> **EXERCISE GOAL**
Count the lines in the entries below that contain the string "maze", treating uppercase and lowercase letters as different. Give only the number.

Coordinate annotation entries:
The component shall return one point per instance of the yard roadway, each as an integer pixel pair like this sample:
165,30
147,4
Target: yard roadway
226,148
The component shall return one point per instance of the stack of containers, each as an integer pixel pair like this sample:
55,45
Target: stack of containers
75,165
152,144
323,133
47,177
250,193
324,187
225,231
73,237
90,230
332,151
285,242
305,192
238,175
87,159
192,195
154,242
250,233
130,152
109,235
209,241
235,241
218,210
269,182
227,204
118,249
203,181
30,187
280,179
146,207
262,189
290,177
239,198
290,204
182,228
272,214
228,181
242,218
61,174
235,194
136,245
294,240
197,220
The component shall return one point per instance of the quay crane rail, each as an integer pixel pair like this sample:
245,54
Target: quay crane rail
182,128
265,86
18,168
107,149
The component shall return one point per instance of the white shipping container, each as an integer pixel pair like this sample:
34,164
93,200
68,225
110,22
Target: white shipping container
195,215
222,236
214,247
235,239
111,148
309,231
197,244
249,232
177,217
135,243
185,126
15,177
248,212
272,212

---

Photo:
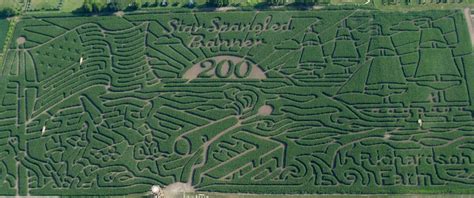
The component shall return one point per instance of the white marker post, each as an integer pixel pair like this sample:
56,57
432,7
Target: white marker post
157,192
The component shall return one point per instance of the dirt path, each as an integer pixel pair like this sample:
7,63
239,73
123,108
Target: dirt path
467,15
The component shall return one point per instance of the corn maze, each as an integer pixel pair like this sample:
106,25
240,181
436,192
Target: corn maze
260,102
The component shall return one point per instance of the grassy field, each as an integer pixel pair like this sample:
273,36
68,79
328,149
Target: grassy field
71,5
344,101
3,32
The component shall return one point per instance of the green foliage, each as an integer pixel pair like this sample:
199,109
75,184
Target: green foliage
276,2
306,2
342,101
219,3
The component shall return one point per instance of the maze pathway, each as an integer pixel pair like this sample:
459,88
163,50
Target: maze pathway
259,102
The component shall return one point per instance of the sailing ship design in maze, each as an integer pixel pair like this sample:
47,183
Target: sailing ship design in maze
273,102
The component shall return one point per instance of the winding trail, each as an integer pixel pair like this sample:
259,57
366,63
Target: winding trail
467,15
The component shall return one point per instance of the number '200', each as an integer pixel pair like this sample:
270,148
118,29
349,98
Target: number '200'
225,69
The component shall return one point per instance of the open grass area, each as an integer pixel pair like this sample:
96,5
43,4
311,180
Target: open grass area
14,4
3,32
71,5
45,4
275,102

> **PROBLEM SOLUTION**
6